━━━━━ Given data ━━━━━
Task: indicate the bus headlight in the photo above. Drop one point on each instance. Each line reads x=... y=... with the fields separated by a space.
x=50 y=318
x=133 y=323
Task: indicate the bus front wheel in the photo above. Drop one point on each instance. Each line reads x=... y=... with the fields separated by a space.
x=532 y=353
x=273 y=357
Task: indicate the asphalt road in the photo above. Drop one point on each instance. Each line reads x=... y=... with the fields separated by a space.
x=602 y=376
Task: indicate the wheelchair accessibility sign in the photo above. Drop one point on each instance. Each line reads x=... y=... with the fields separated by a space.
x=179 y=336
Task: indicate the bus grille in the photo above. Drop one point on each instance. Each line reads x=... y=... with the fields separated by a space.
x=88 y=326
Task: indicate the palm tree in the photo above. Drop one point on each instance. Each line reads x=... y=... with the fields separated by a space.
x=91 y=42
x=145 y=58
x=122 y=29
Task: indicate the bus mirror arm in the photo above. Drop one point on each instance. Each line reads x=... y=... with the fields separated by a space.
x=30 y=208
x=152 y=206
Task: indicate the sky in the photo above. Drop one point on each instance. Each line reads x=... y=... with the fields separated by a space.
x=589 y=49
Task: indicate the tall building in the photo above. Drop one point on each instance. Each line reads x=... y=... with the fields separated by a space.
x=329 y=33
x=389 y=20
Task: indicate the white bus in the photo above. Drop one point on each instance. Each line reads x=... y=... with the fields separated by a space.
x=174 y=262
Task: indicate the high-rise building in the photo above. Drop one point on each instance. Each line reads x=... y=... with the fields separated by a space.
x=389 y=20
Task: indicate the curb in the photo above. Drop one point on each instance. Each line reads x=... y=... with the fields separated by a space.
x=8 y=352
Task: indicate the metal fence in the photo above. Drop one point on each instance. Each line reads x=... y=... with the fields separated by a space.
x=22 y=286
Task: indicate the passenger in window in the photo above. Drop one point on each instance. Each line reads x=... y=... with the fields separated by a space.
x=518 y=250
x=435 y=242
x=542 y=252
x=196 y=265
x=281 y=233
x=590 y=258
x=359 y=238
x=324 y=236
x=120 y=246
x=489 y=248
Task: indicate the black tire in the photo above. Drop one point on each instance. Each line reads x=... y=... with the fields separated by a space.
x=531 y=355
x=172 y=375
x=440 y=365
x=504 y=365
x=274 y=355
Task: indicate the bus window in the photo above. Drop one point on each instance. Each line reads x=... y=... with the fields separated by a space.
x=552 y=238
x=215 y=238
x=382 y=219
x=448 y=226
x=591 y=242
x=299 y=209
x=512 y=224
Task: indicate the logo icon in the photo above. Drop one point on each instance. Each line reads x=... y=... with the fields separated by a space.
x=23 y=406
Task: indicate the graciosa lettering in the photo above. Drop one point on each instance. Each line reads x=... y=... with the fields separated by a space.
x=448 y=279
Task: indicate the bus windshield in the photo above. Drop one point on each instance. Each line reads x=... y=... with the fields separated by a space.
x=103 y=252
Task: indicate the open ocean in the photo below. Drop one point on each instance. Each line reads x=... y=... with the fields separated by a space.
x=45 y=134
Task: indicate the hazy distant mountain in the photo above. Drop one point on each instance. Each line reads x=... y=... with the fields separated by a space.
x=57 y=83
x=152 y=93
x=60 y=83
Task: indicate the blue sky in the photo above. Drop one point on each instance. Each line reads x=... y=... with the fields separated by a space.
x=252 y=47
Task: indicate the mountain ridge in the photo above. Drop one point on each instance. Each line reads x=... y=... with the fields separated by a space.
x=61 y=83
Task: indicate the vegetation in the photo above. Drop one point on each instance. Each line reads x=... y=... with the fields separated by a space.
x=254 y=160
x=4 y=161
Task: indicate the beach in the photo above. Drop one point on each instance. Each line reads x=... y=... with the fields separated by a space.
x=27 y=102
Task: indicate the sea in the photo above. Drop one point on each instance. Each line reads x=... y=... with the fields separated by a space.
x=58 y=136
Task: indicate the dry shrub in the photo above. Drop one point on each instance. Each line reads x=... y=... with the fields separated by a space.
━━━━━
**What you need to do:** From the first entry to the last, reproduce everything precisely.

**Written answer:**
Task: indicate the bus headlight in the photo above. Drop one point on each instance. Each line reads x=... y=... with the fields separated by a space.
x=50 y=318
x=133 y=323
Task: indicate the bus front wheel in the photo above. Drop one point on each instance. Each line reads x=... y=... with the fields separated by a space.
x=532 y=353
x=273 y=357
Task: indicate the asphalt road in the photo above. Drop one point on each instance. Each line reads x=... y=... with the fields separated by a space.
x=602 y=376
Task: indicate the wheelchair accessibility sign in the photo above. Drop one point on each instance. Each line reads x=... y=... with the fields separated by a space.
x=179 y=336
Task: indicate the bus grille in the photo above. Drop one point on each instance. Each line reads x=... y=... with the fields separated by a space.
x=88 y=326
Task: indicate the palm tree in the photo above. Drop one point on each instance. Each line reads x=... y=... with the fields separated by a space.
x=91 y=42
x=145 y=58
x=122 y=29
Task: indicate the bus mirror arm in the photo above. Drop one point on each instance. Each line reads x=... y=... with the fields separated by a space.
x=30 y=208
x=152 y=206
Task: indicate the sky in the photo above. Drop one point on each instance. Each line reads x=... y=... with the fields separated by a space.
x=589 y=49
Task: indicate the tall building in the photo above. Drop one point on each instance. Each line reads x=... y=... with the fields separated by a space.
x=329 y=33
x=389 y=20
Task: indicate the white bus in the photo above. Drop one point on each instance. Each line reads x=... y=... with the fields separated by a space.
x=174 y=262
Task: indicate the high-rise building in the photo above. Drop one point on each instance. Each line reads x=... y=... with the fields separated by a space.
x=389 y=20
Task: indicate the curb in the photo above. Drop one point on each instance. Each line reads x=... y=... with the fields separated by a space.
x=8 y=352
Task: indicate the metal fence in the photo above. Drop one point on each instance. Each line reads x=... y=... with the fields separated by a space.
x=22 y=286
Task: indicate the passenger in window in the photo above. Drop one point on each instance. Each line reads x=... y=... with the fields separated by a space.
x=518 y=250
x=435 y=242
x=542 y=252
x=196 y=265
x=281 y=233
x=590 y=258
x=359 y=238
x=324 y=236
x=120 y=246
x=489 y=248
Task: indicate the black tire in the photo above. Drop one point on each instance. Each line reads x=... y=... with the fields separated by a space.
x=531 y=355
x=172 y=375
x=440 y=365
x=504 y=365
x=274 y=355
Task: indicate the bus window in the photo above. Drop one point on each instance. Each line reads x=... y=... with the fields separated by a space.
x=552 y=238
x=215 y=238
x=382 y=219
x=448 y=226
x=591 y=242
x=299 y=209
x=512 y=224
Task: indicate the logo icon in the photo above. Drop one point on each instance. Each line reads x=... y=... with the fields separated by a space.
x=23 y=406
Task: indicate the graciosa lettering in the photo above. Drop one point on each instance. Each line reads x=... y=... with the fields separated by a space.
x=448 y=279
Task: indicate the bus windshield in the photo above. Drop one point on each instance. Each line reads x=... y=... with the fields separated by a space.
x=103 y=252
Task: indicate the open ocean in the photo below. Drop one point on each instance. Each line reads x=... y=... with the fields separated by a space.
x=45 y=134
Task: indicate the hazy distant mountain in the photo above. Drop one point on each instance. Each line reads x=... y=... with the fields separated by a space.
x=57 y=83
x=152 y=93
x=60 y=83
Task: indicate the blue sky in the photo above. Drop one point on each instance. Each line reads x=... y=... with the fields separated by a space.
x=252 y=47
Task: indicate the mountain ridge in the photo above. Drop one point on each instance. Each line reads x=... y=... with the fields separated by a space.
x=61 y=83
Task: indicate the vegetation in the photo above. Drop one point on each instance. Each line reads x=... y=... with the fields separated by a space.
x=254 y=160
x=4 y=161
Task: indicate the beach in the photo above. Drop one point on each instance. Each line reads x=... y=... with the fields separated by a space.
x=27 y=102
Task: indicate the sea in the photo above. Drop one point on each instance. Each line reads x=... y=... with the fields separated by a space.
x=58 y=136
Task: indicate the dry shrub in the photo above. Drop one point on each instance. Each line reads x=... y=... with the fields separated by a space.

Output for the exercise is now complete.